[START OF Given records]
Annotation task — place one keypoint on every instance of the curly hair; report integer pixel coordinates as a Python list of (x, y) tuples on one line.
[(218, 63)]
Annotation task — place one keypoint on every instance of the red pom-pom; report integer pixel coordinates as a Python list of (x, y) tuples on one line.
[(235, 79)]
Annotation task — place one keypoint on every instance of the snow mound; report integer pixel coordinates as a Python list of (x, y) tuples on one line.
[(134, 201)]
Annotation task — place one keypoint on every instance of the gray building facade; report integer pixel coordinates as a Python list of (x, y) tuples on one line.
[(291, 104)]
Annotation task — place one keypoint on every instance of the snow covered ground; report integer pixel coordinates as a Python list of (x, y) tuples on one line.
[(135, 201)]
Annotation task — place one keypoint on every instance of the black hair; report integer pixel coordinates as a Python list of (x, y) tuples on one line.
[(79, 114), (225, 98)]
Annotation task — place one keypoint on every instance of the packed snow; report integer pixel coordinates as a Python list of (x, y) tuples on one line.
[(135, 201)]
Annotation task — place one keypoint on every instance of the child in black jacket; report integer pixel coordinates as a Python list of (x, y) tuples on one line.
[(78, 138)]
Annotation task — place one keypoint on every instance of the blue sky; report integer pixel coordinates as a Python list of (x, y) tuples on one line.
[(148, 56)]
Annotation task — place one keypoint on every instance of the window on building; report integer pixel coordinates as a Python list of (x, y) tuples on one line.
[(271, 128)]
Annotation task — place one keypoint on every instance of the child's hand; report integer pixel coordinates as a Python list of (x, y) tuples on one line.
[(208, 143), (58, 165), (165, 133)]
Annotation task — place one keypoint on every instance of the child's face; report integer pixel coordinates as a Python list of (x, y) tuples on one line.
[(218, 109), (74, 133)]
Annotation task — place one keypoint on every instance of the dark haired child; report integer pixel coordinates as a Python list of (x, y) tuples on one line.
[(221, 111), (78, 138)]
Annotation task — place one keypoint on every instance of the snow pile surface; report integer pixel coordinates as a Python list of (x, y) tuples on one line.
[END OF Given records]
## Work to do
Put every row above into a numbered list, leaving out any blank lines.

## Correct response
1. Annotation task — place one keypoint on every instance of the curly hair; report integer pixel coordinates as a Python list of (x, y) tuples on one line.
2. [(218, 63)]
3. Annotation task — place one keypoint on every instance of the red pom-pom; report integer pixel coordinates as a Python list of (x, y) tuples on one line.
4. [(235, 79)]
5. Annotation task — place one keypoint on every instance of the snow mound; report integer pixel coordinates as a Python list of (x, y) tuples on one line.
6. [(134, 201)]
7. Annotation task — place one keypoint on every instance of the gray building facade; report integer pixel coordinates as a Python list of (x, y) tuples on one line.
8. [(291, 104)]
9. Annotation task — place one keypoint on every instance of the snow covered ground; report integer pixel coordinates as a Python list of (x, y) tuples on one line.
10. [(135, 201)]
11. Annotation task — place one keypoint on every instance of the black hair; report integer pixel coordinates as a Python list of (x, y) tuples on one line.
12. [(79, 114), (225, 98)]
13. Annotation task — place one keypoint on every instance of the packed snow; report integer pixel coordinates as a Python list of (x, y) tuples on one line.
14. [(135, 201)]
15. Annotation task — place one keypoint on every instance of the child in black jacket; report integer pixel coordinates as a Python list of (x, y) tuples on one line.
16. [(78, 138)]
17. Annotation task — place one keypoint on every instance of the blue sky; report integer pixel coordinates as a Python list of (x, y) tuples on one line.
18. [(148, 56)]
19. Annotation task — place one keypoint on every instance of the window on building; report integer pixel coordinates as a Python list of (x, y) tuples on one line.
20. [(271, 128)]
21. Annotation task — place one keypoint on every instance of the child's hand; report integer pixel coordinates as a Python list of (x, y) tuples on one line.
22. [(208, 143), (58, 165), (165, 133)]
23. Annotation task — place one keypoint on every instance of the child's face; report integer pixel coordinates as a Python list of (x, y) tuples on one line.
24. [(218, 109), (74, 133)]
25. Annotation task — place one keypoint on every instance of the dark haired child; report integer pixel coordinates as a Python list of (x, y) tuples on one line.
26. [(221, 111), (78, 138)]
27. Annotation task — place one keypoint on every instance of the snow pile surface; report integer pixel coordinates as a Python list of (x, y) tuples on one line.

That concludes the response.